DOCUMENT TEXT
>> Start

Storage Insights #4 - NAND Flash Based SSD Drives and the Flash Controller

7 Jan 2019

In Storage Insights #3, we highlighted the technical components of CompactFlash (CF) and Secure Digital (SD) cards. In Storage Insights #4 we will dive deeper into the primary components of SSD drives, with an emphasis on the Flash Controller.

General

Solid State Disk drives (SSD Drives) are becoming more and more common in personal computers and enterprise server systems, and in industrial applications. They either replace mechanical drives or can be used in a mixed system using both types of drives, depending on factors such as cost and reliability, which often are a tradeoff.

NAND Flash Based SSD Drives

SSD drives eliminate the mechanical failures from shock, vibration and other causes of malfunction. Depending on configuration, they can also take much less space and power than mechanical drives. However, using NAND Flash (SLC, MLC or TLC), presents a challenge to the NAND Flash controller designer to match the speed and corrected bit error rate of mechanical spinning drives. This is due to the nature of the architecture of NAND Flash. As we shall see, this becomes more difficult as process geometries shrink and especially with MLC and TLC types of Flash.

The makeup of an SSD is simple in hardware architecture:

NAND Flash Controller
NAND Flash devices (of type SLC, MLC (PSLC), TLC)
Power Supply Regulation
PCB usually at least 4 layers.
Enclosure – depends on physical form factor.

NAND Flash Controllers (HW)

Next to the NAND Flash itself, the controller is the most important component in the SSD. Both the HW (Hardware) and FW (Firmware) work together to get a very difficult task accomplished.

The controller hardware contains:

Host Interface (PATA, SATA, SD, SDIO,MMC,eMMC, USB, PCIE, Etc.)- Communicates in both directions with the host device. The Host interface performs the required protocol and uses Direct Memory and/or Flash access to offload the main FW.
Flash Bus Interface(s) HW- Interfaces with one or more NAND FLASH devices, be it SLC, MLC, PSLC, TLC or rarely a combination of such. This is usually a multi-channel bus (often with interleaving within each channel) which creates parallelism for data transfers increasing throughput.
Direct Memory and Flash Access, DMA DFA HW- Sector buffers can be directly transferred to and from RAM and Flash without CPU intervention. This also increases throughput, since it offloads the CPU.
Error Detection and Correction HW (ECC)- This HW block sits between the Flash and the CPU. It is used to detect and correct data that contains bit errors “on the fly”. This is a critical piece of HW and works hardest with small process MLC/TLC. 96+ bits of correction is required.
Data Scrambler HW- Better designed controllers use a dedicated scrambler unit required for modern MLC/TLC Flash. Some controllers use their encryption unit to accomplish this task. Use of this with Direct memory and Flash Access really speeds things up.
Data Encryption HW- Data Encryption/Decryption using one of techniques such as AES to and from Flash is becoming a requirement for secure applications. This must be done in HW. Keys are generated and used to access the secure data, even the FW.
ISO 7816 Secure Serial Data Port (Optional but becoming required in applications such as SD and SDIO cards)

>> End

RECORD LIST
>> Start

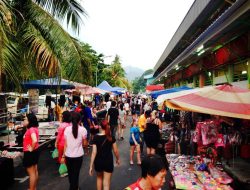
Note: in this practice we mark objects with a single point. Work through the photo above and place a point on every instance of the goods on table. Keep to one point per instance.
(12, 155)
(184, 170)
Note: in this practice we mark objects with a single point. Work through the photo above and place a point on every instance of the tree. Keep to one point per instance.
(32, 42)
(139, 84)
(115, 74)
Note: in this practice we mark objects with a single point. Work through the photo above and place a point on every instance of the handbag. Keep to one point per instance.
(63, 169)
(55, 153)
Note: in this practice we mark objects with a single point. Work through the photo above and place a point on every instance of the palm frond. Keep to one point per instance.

>> End

YOUR TASKS
• A. Translate this sentence from the SSD article into Spanish: "Next to the NAND Flash itself, the controller is the most important component in the SSD."
• B. Resume the SSD article right after its last line and write what follows.

ANSWERS FOR THE TASKS
• A. Después de la propia memoria NAND Flash, el controlador es el componente más importante del SSD.

• B.
SRAM (With Parity becoming a must)- FW runs in SRAM. Mapping tables are cached to SRAM. Temporary data storage and sector buffers reside here as well. SRAM is very limited in most controllers but 256K+ is common. FW overlays are therefore common, loaded as needed by the resident FW.

NAND Flash Controller FW Basics

At the top of the importance list, is the NAND FLASH controller FW. Having the most sophisticated HW does no good if the FW isn’t written properly and make optimum use of the HW features.

Every controller has a built-in ROM (or a Flash that is locked after programming).

The ROM code performs like a BIOS in a PC. It does basic CPU initialization, places the host port on a busy status, and Basic FLASH reset and initialization. It scans for the presence of initialized Flash devices, it then searches the Flash devices looking for a key indicating that FW has been installed, and basic needed structures are installed. This would have been already done by a preformatting process performed prior to use. This is provided by the controller vendor.

If all goes right, the ROM loads the resident part of the FW that usually resides in the first Flash device.

At this point, the initialization part of the FW completes its power up procedure, scanning for Flash errors in the last written data, correcting what is needed, and then releases the busy at the host port. Now the controller is able to receive commands from the host. It is important that this power up initialization be kept as short as possible to avoid host/device issues.

Firmware Structure

FW should be written in modular form, for example:

Power-up Procedures
Host Interface Procedures
Flash Translation Layer (FTL)*
Flash Read/Write procedures (aided by DMA and DFA HW)**
Encryption/Decryption (aided by HW)
Hooks for customer specific add ons
Debugging procedures

*Flash procedures include a common part that is applicable to all Flash, and Flash specific (SLC, MLC, TLC, PSLC – and various vendors) procedures loaded at preformat time.

**Although all aspects of FW affect performance, the FTL is the most critical. It can make or break an SSD performance and life. The remainder of this document will cover FTL basics.

Flash Translation Layer (FTL)

The FTL bears the brunt of the work of Controller FW. It is made up of the following:

Logical to Physical Mapping Procedures- The basic unit of transfer in disk drives is referred to as an LBA (Logical Block Address), or Sector. This must be stored in physical media which is, in the case of an SSD, the NAND Flash. As mentioned previously, this can be Single Level Cell (SLC), Multi-Level Cell (MLC -2 Levels), TLC (Triple Level Cell), Pseudo SLC (a version of MLC, made to simulate SLC, special usage).
Logical to Physical Mapping Tables- These tables hold the information that allows locating and placing LBAs (Logical Blocks) in the PBAs (Physical Blocks) of the NAND Flash. These tables can be quite large, depending on the mapping scheme uses. There are 2 basic mapping schemes and many variants of such. Block Based mapping and Page Based mapping.
Defective Flash Block Tables- These tables hold the initial manufacturer marked defects and could also be augmented with additional defects as blocks go bad. Some controllers only hold manufacturer defects here, and simply remove the dynamic defects from the mapping tables as they occur. Generally, Flash vendors guarantee no more than 2 % of the total blocks in the Flash device will be defective. This includes initial defects plus dynamic defects.
Flash Log Blocks- Part of the management tables, these blocks hold a history of the latest transactions as they occur. Usually loaded in ram and flushed to Flash after a transaction is completed.
Spare Flash Block Tables- These hold physical addresses of spare blocks used to replace dynamic defects as they occur. Enough spares must be allocated to cover anything over the initial defects.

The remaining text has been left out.